Challenge 1 ▸ Retype the passage on reduced mouthings in sign languages word for word, without changing anything.

Provided passage ▸
>> Start

A mouthing is considered to be reduced when only some of its parts are visible, as in the DGS examples wi(chtig) ‘important,’ fer(tig) ‘ready,’ NGT aksp ‘accepteren = to accept’ or RSL sob(aka) ‘dog’ or Novosib(irsk) (Boyes-Braem, 2001, p. 104; Bank, 2014, p. 24; Bauer, 2019, p. 22).2 Not much research has been done on the use of reduced mouthings in different sign languages. Mesch and Schönström (2021) have shown that reduced mouthings are used much more often by deaf L1 signers than by L2 learners of Swedish Sign Language (STS). L2 signers tend to use full mouthings while signing. Ebbinghaus and Heßmann (1995) observed that, in DGS, reductions occurred more often for verbs than for nouns. They assume that a reduction of a German verb does not impair the understanding of the meaning in the same way that the reduction of a noun can. Johnston et al. (2016, p. 21) reported that 95% of mouthings in the Auslan corpus were fully articulated and less than 4% were reduced. The results for NGT appear to be mixed. While some signs, such as TALK, appear to be reduced in 80% of instances in the NGT corpus, other signs (e.g. PREVIOUS or HEARING) show a preference for the full two-syllable citation form (Bank et al., 2011, p. 261). What all reduced mouthings appear to have in common is that they are overwhelmingly initial segments of a lexical word of the surrounding spoken language. This means that only the first part of the corresponding word is visible3, as shown in (1–2). Mouthings may even be reduced to a single syllable or to a very short mouth movement mimicking articulation of only the first sound, as observed in RSL mouthings for ždu ‘wait’ or babuška ‘grandmother’ reduced to only ž or b respectively (also found in ISL, as reported by Mohr and Leeson, in press).

>> End

The data ▸

>> Start

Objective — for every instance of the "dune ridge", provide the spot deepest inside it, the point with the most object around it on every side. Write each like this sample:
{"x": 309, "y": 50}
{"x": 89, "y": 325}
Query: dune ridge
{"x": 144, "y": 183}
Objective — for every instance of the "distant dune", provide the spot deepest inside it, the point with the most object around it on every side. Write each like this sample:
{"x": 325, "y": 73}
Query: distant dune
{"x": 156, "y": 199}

>> End

Challenge 2 ▸ How many lines in the records contain the word "every", matching case exactly? Reply with the number alone.

Expected output 1 ▸
A mouthing is considered to be reduced when only some of its parts are visible, as in the DGS examples wi(chtig) ‘important,’ fer(tig) ‘ready,’ NGT aksp ‘accepteren = to accept’ or RSL sob(aka) ‘dog’ or Novosib(irsk) (Boyes-Braem, 2001, p. 104; Bank, 2014, p. 24; Bauer, 2019, p. 22).2 Not much research has been done on the use of reduced mouthings in different sign languages. Mesch and Schönström (2021) have shown that reduced mouthings are used much more often by deaf L1 signers than by L2 learners of Swedish Sign Language (STS). L2 signers tend to use full mouthings while signing. Ebbinghaus and Heßmann (1995) observed that, in DGS, reductions occurred more often for verbs than for nouns. They assume that a reduction of a German verb does not impair the understanding of the meaning in the same way that the reduction of a noun can. Johnston et al. (2016, p. 21) reported that 95% of mouthings in the Auslan corpus were fully articulated and less than 4% were reduced. The results for NGT appear to be mixed. While some signs, such as TALK, appear to be reduced in 80% of instances in the NGT corpus, other signs (e.g. PREVIOUS or HEARING) show a preference for the full two-syllable citation form (Bank et al., 2011, p. 261). What all reduced mouthings appear to have in common is that they are overwhelmingly initial segments of a lexical word of the surrounding spoken language. This means that only the first part of the corresponding word is visible3, as shown in (1–2). Mouthings may even be reduced to a single syllable or to a very short mouth movement mimicking articulation of only the first sound, as observed in RSL mouthings for ždu ‘wait’ or babuška ‘grandmother’ reduced to only ž or b respectively (also found in ISL, as reported by Mohr and Leeson, in press).

Expected output 2 ▸ 2